**EXERCISE MATERIALS:**
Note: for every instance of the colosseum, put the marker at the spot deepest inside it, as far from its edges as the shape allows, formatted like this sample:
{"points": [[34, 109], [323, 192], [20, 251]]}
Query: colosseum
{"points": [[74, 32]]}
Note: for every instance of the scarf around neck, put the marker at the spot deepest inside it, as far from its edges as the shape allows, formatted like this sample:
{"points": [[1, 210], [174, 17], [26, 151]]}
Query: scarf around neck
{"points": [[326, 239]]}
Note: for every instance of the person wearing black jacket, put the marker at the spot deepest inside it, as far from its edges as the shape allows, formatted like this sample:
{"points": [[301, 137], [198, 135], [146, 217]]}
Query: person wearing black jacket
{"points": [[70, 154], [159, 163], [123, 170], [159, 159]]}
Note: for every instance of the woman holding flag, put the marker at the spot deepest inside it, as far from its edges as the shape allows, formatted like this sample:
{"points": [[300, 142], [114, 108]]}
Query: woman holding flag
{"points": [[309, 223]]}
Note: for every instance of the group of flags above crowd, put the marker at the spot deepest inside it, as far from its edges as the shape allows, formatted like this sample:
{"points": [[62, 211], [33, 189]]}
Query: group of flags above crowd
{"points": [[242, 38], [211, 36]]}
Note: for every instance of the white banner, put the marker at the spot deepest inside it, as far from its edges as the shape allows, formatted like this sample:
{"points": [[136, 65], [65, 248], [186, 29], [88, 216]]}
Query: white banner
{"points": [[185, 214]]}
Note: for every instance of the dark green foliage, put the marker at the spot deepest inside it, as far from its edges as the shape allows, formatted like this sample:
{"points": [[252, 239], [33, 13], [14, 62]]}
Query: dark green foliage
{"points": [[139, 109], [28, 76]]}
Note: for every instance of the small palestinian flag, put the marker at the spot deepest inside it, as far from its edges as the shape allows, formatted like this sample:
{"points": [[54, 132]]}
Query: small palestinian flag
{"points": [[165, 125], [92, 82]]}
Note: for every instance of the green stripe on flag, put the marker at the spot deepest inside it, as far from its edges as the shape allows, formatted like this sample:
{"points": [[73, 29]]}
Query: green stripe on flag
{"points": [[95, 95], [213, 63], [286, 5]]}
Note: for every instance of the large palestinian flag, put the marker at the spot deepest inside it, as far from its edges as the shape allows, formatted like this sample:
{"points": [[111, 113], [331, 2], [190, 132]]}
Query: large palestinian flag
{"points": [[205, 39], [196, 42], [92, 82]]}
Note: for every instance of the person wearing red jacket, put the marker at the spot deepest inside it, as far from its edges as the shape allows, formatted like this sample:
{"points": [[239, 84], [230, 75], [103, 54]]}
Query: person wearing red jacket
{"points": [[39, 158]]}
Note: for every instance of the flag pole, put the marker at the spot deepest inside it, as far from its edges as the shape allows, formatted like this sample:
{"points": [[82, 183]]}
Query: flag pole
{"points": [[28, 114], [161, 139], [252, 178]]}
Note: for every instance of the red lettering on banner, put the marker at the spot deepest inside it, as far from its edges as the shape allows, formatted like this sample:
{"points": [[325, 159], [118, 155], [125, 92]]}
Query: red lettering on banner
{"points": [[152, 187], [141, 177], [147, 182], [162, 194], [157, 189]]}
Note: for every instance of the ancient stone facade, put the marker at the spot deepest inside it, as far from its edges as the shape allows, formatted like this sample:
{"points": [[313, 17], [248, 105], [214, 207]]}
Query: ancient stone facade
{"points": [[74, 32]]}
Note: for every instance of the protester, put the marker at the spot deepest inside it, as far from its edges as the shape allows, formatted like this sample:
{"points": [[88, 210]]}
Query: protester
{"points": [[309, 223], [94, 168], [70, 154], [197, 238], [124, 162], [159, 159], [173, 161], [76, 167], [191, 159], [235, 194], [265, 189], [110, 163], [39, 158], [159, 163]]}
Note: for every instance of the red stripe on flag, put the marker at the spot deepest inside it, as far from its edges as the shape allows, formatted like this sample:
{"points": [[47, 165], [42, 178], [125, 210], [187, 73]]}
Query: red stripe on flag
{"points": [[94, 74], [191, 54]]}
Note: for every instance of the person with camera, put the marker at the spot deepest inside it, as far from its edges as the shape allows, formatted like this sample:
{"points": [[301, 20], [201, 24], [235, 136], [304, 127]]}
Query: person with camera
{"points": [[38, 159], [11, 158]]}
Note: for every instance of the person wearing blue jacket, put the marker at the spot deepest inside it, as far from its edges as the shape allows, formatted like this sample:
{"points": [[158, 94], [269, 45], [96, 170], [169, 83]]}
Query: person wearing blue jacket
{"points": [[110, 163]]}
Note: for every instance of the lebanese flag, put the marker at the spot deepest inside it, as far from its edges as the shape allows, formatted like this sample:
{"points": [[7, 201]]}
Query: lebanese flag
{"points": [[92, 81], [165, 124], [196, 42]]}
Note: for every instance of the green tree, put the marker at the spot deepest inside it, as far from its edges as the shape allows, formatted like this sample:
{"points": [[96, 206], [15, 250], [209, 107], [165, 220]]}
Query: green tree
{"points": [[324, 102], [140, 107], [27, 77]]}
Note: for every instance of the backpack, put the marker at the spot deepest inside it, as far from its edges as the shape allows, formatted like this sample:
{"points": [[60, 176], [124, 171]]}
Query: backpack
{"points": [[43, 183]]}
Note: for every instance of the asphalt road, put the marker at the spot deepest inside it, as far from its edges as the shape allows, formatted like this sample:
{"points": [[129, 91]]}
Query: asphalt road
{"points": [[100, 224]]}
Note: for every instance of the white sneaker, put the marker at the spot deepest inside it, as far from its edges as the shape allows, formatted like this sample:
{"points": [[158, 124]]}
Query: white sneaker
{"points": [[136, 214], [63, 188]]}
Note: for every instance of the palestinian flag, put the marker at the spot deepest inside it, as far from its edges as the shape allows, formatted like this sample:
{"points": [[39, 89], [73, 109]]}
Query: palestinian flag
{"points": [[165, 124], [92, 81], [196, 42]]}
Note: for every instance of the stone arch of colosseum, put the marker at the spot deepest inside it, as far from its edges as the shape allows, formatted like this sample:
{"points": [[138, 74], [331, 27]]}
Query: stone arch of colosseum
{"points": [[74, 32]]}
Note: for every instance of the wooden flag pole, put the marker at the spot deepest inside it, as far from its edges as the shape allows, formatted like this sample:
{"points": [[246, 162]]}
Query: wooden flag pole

**WHAT TO WORK ON:** Among the entries above, say how many lines hold the word "wooden". No other words belong in the answer.

**ANSWER BELOW:** 2